### Stated goal a
In the text about the Mid-City Transitway, who commissioned the feasibility studies?

### Excerpted text
----
= Mid-City Transitway =

Proposed transit project in the Chicago suburbs

The Mid-City Transitway is a concept for the use of the right-of-way formerly proposed for the Crosstown Expressway in Chicago, Illinois. The uses being studied include a bus-only rapid-transit road (similar to a two-lane road running from McCormick Place north to the Loop), a truck-only bypass around the city center, or a rail rapid transit system (the favored and most feasible of the three primary concepts).

Feasibility studies began in late 2002 and were commissioned by Richard M. Daley, then mayor of Chicago.

Current studies into the Mid-City Transitway utilize a dormant Beltway Railroad railway embankment just east of Cicero Avenue (Illinois Route 50) and other abandoned rail rights-of-way. The feasibility studies will help determine whether a two or four-lane highway can be built atop the embankment. The study corridor is 22 miles (35.4 km) in length. As of December 2009, although feasibility studies have largely been completed, according to published reports, recent economic difficulties in city and state finances have made the initiation of construction on the project increasingly unlikely to proceed within the next seven to ten years.
----
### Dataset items

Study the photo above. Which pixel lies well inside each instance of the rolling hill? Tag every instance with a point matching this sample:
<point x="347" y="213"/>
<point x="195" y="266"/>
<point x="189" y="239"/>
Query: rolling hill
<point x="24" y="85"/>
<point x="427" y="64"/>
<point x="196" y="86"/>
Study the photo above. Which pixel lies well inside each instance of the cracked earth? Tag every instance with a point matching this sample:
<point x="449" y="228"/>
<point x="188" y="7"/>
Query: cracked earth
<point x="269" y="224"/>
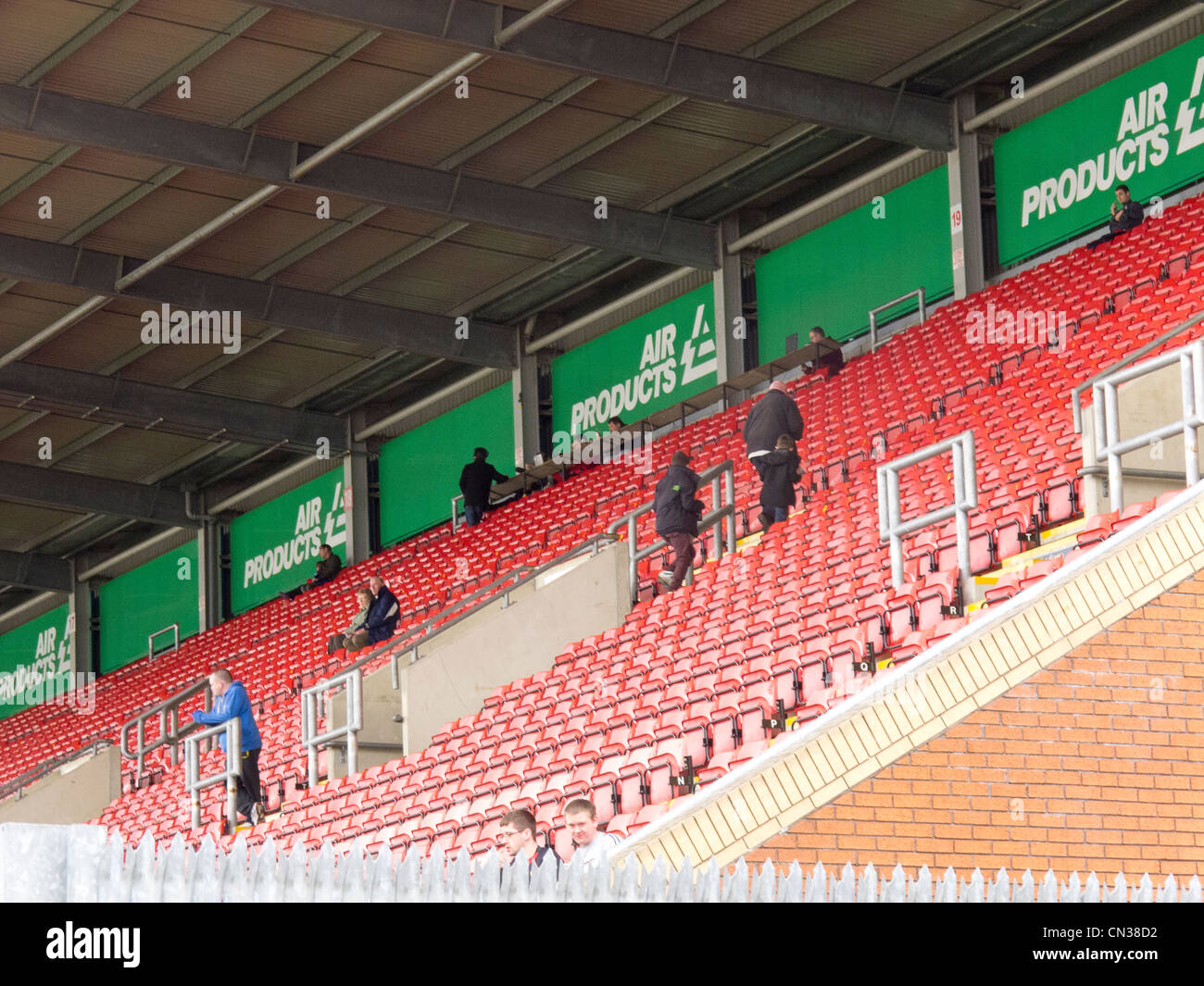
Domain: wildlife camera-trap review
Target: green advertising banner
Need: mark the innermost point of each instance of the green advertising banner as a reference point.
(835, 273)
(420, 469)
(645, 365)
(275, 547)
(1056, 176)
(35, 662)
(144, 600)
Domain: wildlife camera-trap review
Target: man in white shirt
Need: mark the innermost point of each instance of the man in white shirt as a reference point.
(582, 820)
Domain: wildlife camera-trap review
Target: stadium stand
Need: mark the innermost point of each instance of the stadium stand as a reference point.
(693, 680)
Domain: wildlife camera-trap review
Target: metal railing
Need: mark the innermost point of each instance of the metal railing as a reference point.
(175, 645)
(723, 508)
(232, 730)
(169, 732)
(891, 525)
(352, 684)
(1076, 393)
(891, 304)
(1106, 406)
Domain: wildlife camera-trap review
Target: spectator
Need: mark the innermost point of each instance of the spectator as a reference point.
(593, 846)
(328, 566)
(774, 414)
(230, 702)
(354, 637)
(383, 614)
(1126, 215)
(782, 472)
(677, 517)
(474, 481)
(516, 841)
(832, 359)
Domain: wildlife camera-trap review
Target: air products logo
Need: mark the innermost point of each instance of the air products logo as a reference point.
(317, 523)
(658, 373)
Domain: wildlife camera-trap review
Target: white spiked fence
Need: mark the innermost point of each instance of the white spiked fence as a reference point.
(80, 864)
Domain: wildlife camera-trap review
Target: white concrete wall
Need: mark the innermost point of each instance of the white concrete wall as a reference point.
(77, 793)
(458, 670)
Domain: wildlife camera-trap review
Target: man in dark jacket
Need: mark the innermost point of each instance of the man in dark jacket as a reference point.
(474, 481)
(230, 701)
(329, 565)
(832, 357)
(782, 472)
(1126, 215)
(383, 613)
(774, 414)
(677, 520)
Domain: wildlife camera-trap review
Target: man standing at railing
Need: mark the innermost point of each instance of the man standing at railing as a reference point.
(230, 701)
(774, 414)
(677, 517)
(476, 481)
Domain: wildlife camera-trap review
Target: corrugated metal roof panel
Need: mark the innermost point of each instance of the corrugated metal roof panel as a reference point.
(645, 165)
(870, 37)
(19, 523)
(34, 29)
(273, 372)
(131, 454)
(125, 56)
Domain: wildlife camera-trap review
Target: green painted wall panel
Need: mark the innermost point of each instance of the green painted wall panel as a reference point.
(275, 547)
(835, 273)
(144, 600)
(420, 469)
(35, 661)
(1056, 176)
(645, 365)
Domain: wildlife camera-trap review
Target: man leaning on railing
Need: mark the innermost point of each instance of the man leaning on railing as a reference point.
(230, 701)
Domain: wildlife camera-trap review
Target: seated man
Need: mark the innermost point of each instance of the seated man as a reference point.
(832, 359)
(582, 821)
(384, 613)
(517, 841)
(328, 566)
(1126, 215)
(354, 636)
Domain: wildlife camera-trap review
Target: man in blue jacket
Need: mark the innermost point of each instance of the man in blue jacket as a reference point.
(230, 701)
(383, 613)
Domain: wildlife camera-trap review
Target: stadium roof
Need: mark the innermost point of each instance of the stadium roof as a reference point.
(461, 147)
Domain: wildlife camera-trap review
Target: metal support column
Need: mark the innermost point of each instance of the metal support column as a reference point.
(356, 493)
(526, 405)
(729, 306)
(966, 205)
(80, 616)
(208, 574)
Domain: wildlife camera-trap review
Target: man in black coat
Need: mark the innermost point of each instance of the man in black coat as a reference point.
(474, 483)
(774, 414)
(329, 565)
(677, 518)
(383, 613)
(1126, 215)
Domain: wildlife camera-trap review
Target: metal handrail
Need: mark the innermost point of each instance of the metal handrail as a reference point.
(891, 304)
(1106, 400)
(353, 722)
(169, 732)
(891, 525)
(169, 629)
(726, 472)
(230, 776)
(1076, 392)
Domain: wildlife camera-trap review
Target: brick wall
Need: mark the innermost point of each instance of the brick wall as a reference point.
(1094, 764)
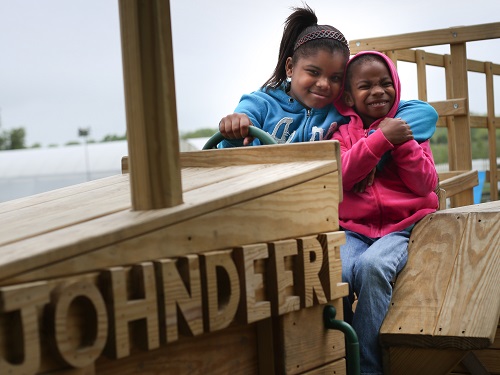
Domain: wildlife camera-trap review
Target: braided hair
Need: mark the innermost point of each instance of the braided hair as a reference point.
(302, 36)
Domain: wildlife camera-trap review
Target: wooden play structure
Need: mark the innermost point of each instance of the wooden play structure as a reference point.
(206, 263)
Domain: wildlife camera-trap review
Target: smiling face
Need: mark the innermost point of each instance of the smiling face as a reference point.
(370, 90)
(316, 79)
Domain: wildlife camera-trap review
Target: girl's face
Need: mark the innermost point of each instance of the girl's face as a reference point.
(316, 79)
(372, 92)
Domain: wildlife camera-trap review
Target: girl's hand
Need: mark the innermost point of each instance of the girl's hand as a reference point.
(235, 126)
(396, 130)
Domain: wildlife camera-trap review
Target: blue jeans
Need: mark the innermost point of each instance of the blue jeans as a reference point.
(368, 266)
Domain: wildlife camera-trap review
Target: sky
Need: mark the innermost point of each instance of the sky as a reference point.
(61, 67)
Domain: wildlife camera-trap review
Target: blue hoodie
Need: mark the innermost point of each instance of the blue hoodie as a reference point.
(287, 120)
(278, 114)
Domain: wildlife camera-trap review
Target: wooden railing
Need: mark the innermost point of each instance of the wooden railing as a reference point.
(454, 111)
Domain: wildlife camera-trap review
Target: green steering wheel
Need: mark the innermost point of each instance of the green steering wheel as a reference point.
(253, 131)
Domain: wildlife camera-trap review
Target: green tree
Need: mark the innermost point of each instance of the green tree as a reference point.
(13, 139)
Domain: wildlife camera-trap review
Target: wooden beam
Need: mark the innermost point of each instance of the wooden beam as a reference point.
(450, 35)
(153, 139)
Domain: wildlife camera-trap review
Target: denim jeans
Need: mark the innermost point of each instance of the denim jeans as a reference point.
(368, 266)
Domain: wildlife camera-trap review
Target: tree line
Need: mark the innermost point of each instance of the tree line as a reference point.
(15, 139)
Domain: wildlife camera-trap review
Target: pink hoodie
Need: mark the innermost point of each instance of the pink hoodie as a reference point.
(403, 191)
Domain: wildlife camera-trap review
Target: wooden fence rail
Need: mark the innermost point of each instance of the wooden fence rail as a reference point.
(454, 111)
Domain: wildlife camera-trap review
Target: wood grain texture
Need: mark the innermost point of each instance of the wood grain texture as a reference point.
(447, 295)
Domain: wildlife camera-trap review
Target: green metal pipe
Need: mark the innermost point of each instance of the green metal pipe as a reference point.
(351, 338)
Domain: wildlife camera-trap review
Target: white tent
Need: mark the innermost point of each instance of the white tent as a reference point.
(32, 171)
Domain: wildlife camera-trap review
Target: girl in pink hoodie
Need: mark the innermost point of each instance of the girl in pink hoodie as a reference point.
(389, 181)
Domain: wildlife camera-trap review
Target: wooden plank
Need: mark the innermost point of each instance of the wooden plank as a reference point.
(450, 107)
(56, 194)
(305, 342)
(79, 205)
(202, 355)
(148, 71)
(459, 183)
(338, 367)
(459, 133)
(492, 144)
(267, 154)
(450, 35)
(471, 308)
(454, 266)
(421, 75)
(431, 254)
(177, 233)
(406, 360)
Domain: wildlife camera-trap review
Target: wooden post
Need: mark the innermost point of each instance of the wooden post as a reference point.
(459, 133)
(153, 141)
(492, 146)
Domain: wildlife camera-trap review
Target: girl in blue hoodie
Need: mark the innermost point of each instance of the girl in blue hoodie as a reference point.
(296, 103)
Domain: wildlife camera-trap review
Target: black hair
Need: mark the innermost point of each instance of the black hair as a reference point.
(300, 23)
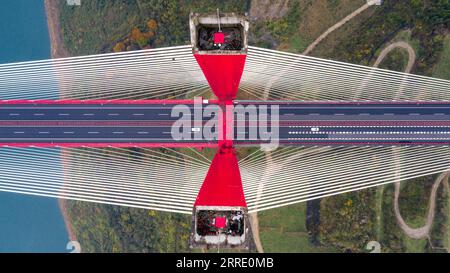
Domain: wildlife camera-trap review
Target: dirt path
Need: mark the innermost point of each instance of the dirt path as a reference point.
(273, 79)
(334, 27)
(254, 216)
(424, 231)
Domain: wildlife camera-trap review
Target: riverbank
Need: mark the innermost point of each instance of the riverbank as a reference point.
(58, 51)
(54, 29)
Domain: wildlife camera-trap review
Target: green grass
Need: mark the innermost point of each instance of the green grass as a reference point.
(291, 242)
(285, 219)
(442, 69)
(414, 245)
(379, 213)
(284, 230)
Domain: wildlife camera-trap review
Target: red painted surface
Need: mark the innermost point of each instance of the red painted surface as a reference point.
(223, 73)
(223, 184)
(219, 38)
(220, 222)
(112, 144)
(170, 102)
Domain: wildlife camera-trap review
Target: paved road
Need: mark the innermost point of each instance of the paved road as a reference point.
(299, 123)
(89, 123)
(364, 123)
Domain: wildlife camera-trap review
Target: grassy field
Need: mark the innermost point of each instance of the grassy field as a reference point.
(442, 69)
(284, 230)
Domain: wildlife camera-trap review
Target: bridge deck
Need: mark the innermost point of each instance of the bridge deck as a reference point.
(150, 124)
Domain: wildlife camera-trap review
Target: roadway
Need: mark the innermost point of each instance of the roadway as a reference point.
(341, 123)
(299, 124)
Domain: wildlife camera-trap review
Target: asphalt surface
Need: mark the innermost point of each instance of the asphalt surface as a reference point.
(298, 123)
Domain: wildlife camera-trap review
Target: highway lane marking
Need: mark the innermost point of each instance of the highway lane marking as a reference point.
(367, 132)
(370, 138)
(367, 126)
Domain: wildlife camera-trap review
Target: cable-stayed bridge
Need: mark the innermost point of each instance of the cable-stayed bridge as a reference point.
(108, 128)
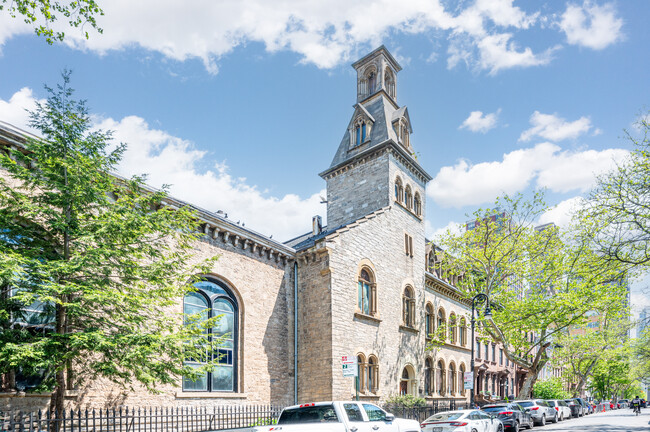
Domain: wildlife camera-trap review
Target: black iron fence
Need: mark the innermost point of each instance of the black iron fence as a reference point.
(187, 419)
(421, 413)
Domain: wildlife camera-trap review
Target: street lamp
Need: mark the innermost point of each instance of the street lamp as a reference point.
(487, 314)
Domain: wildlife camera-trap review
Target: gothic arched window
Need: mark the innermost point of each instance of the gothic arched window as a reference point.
----
### Stated goal b
Find every line in the records above that contains the string "with", and copy each such line, treating uppercase and lowercase letters as different.

### Expected output a
Richard M. Daley, then mayor of Chicago, commissioned them.

### Expected output b
Study the photo above. Which pixel lies well inside each instance of the rolling hill? Tag every instance with a point matching this sample:
Study the photo above. Which pixel lies well inside each instance of the cracked earth? Tag every instance with a point matching this sample:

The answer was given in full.